--- Work instructions ---
Reproduce word for word the lines starting with the line that contains "An <instance> block" and going on through the line that contains "210L1868 427L2046 474L2031", with both of those lines included.

--- Data shown ---
· · ·
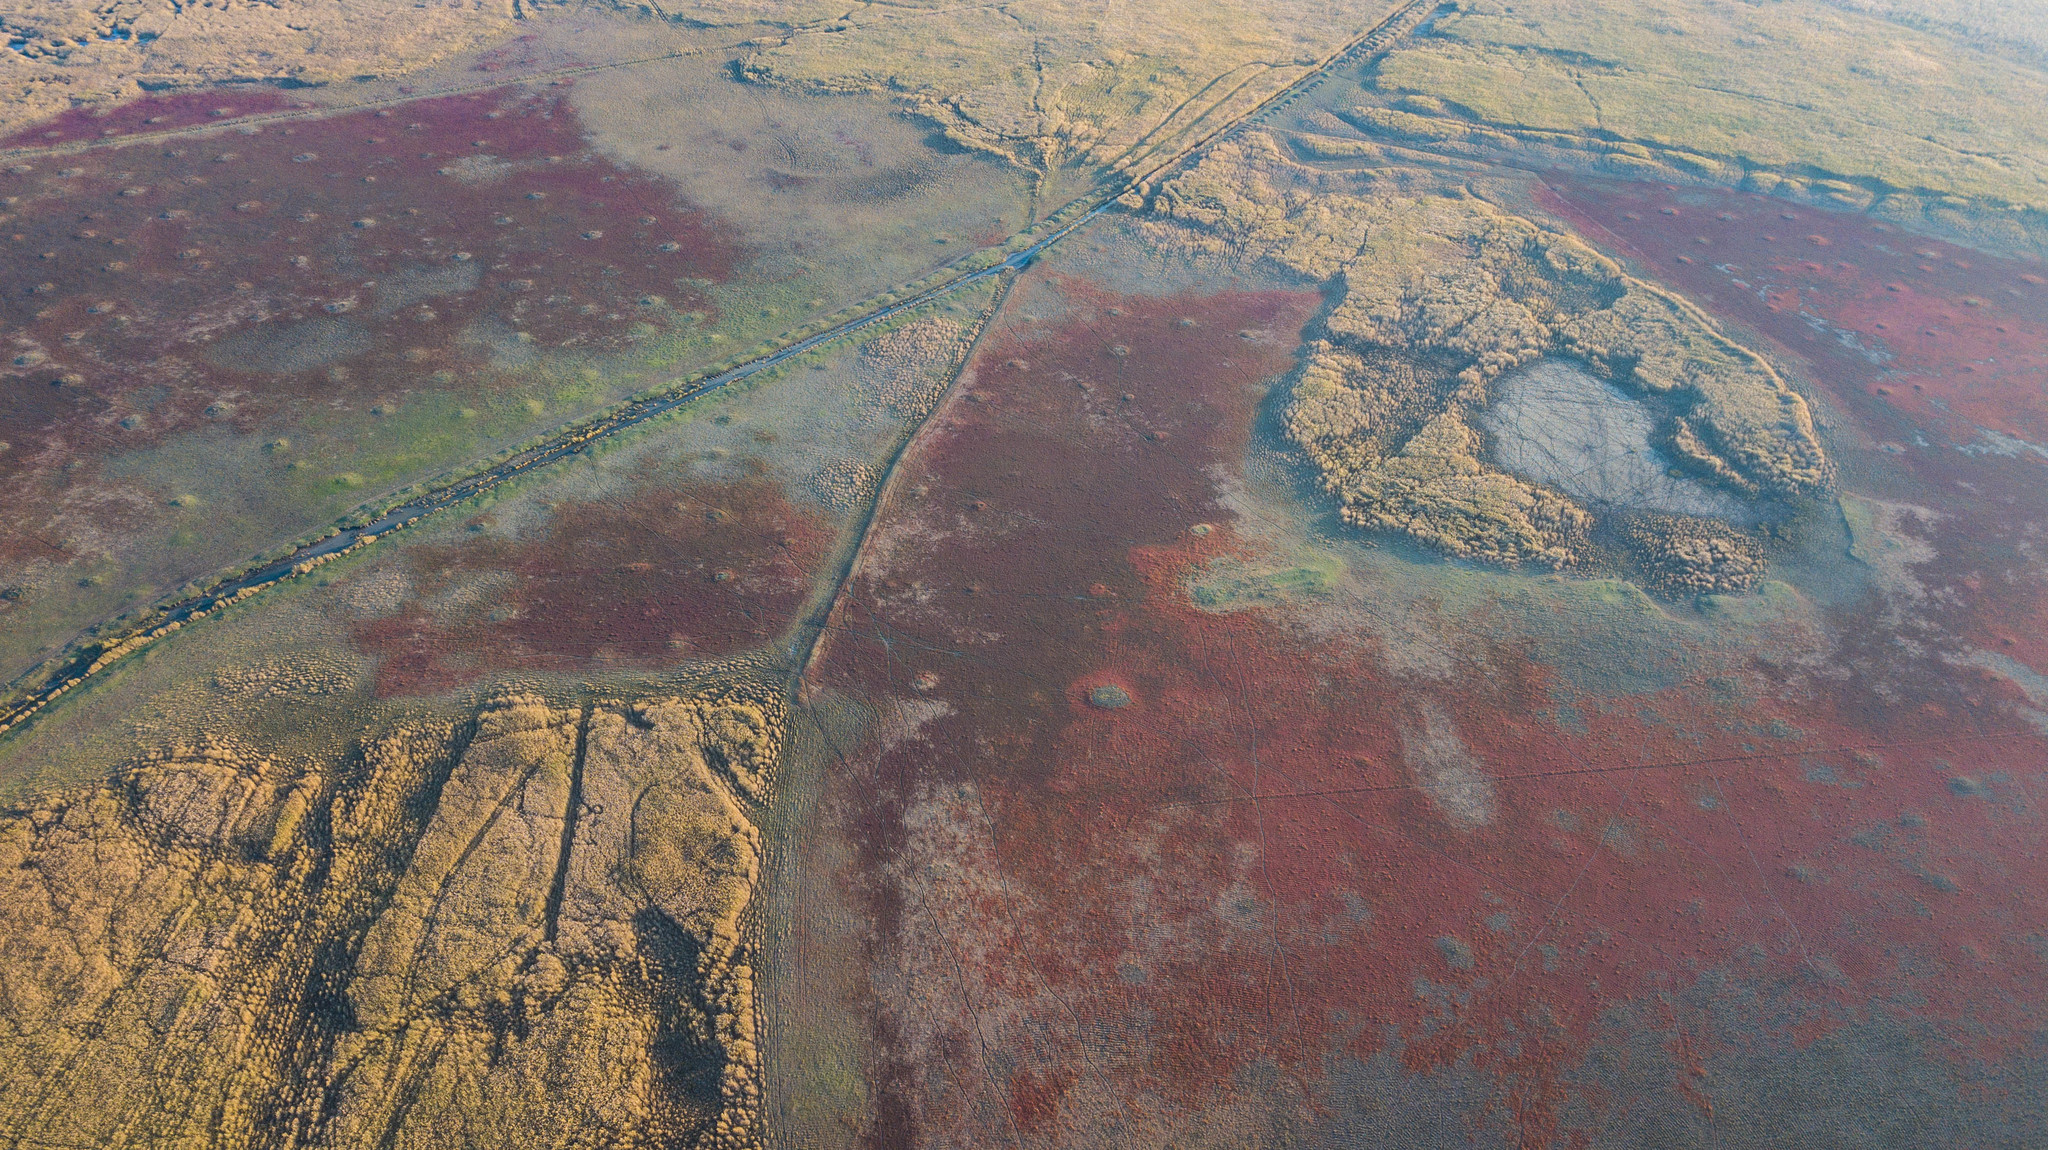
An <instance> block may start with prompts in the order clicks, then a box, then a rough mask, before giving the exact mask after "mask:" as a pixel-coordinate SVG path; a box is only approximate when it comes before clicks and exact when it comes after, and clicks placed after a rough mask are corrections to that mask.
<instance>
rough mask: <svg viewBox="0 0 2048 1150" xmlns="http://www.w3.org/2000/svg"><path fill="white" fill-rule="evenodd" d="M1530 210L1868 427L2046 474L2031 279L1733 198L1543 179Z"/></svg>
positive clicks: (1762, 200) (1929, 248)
· · ·
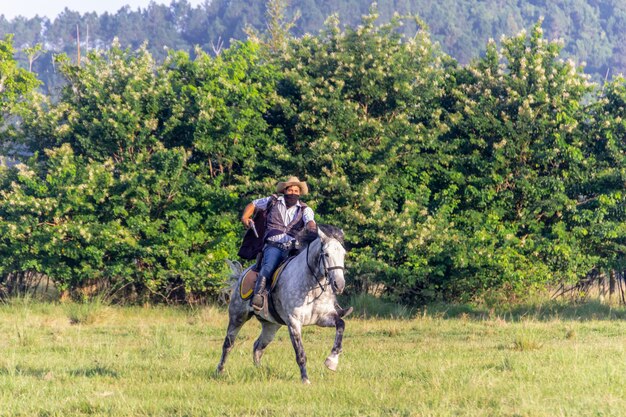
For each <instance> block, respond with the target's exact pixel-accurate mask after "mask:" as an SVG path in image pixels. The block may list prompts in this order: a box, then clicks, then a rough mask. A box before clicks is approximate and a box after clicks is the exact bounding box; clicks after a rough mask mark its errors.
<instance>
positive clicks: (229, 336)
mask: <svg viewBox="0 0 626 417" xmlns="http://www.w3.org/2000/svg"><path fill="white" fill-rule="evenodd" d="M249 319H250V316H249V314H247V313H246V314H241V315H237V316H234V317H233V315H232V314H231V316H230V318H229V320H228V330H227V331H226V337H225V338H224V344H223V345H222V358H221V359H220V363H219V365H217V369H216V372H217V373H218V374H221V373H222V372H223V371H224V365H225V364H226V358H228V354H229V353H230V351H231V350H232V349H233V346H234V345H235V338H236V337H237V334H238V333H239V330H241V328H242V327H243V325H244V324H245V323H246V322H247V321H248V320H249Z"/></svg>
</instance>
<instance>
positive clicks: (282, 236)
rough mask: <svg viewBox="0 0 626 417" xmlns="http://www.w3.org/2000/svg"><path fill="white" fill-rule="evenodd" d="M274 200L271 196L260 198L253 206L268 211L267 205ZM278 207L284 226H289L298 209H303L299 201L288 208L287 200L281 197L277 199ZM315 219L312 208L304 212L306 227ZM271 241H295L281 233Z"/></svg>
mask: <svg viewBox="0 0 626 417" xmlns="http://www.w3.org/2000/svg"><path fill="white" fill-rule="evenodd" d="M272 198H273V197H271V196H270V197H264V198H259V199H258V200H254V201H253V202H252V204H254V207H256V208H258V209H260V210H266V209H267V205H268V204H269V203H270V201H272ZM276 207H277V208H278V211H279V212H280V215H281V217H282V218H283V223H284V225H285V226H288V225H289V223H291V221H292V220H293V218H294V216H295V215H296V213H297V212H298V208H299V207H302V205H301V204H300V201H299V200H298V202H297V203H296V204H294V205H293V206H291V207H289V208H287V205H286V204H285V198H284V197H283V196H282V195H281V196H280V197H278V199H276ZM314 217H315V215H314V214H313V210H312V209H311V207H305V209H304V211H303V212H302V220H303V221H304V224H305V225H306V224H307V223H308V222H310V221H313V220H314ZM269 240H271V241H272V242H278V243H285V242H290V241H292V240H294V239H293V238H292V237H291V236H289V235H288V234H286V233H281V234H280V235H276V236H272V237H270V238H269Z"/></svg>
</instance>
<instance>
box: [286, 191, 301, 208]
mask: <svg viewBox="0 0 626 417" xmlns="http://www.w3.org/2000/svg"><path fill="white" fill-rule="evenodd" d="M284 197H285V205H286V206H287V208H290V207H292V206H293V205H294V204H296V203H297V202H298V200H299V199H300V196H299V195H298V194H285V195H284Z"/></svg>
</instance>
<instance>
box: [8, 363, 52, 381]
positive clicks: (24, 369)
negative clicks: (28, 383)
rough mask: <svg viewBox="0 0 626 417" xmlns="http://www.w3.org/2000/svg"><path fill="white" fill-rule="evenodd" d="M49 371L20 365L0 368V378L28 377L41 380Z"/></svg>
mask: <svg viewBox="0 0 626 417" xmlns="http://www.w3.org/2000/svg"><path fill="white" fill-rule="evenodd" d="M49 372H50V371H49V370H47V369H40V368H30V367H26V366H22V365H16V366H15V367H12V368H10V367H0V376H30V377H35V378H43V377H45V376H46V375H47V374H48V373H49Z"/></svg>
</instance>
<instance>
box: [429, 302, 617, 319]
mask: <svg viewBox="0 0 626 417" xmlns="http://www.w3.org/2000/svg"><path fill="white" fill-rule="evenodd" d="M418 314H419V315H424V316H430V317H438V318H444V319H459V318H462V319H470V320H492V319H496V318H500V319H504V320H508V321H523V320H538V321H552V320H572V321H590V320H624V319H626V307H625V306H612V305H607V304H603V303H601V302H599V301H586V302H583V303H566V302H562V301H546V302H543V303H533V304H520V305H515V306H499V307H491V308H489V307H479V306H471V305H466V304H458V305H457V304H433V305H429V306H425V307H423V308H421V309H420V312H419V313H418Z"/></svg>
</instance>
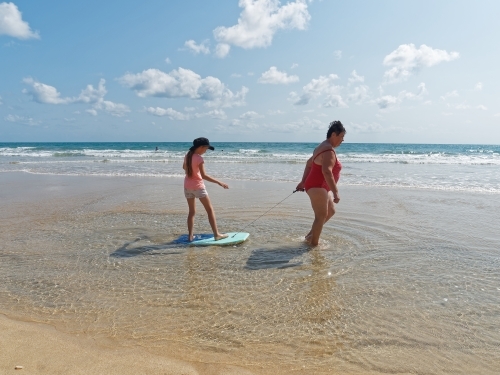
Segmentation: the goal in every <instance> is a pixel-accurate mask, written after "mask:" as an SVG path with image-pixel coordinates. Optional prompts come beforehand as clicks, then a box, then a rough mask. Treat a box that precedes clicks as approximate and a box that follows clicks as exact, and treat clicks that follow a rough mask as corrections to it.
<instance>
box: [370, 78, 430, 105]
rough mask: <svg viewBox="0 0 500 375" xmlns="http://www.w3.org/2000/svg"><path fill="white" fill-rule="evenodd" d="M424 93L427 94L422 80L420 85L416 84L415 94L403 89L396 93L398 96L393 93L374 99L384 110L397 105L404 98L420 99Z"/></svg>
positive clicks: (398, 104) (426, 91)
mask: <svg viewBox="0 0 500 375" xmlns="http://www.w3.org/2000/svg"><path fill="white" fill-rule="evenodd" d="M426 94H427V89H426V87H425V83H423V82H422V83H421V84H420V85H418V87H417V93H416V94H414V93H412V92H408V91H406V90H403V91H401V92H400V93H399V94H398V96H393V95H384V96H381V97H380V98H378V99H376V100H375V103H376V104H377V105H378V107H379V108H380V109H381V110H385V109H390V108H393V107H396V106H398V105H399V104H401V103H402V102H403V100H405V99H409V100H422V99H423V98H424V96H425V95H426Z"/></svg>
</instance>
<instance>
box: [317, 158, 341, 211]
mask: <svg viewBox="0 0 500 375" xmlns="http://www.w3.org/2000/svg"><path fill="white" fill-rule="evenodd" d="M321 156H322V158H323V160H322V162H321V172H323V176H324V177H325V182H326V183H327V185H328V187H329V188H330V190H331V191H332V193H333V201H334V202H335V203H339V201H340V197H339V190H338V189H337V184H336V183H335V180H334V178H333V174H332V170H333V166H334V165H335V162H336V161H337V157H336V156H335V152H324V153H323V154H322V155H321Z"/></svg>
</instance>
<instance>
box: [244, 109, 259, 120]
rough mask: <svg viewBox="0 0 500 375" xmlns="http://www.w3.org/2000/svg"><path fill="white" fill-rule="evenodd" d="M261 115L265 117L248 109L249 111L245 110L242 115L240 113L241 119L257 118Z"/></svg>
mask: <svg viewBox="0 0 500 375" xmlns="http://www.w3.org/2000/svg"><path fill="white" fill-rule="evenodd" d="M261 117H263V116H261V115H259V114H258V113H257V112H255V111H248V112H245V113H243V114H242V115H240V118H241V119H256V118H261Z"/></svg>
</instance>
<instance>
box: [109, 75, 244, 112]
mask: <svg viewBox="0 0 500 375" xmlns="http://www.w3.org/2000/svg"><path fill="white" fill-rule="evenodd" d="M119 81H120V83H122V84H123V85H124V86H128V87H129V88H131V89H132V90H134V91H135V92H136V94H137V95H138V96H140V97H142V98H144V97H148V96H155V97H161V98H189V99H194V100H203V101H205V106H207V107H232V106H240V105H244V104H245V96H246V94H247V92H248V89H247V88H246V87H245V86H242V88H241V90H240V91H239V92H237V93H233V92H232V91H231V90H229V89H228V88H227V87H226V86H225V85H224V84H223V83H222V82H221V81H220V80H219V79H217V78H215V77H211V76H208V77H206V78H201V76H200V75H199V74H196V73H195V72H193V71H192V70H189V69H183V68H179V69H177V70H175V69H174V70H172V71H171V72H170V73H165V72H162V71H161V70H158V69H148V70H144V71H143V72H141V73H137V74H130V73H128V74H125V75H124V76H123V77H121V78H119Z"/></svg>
· · ·
--- Your response ---
An <instance> block may start with prompts in the order clicks, then a box, then a rough mask, before giving the exact mask after "mask:" as a pixel-coordinate SVG path; a box is only approximate when it comes before clicks and exact when it comes after, and clicks placed after a rough mask are corrections to that mask.
<instance>
rough mask: <svg viewBox="0 0 2048 1150" xmlns="http://www.w3.org/2000/svg"><path fill="white" fill-rule="evenodd" d="M1530 210L1868 427L2046 474L2031 279L1733 198L1543 179Z"/></svg>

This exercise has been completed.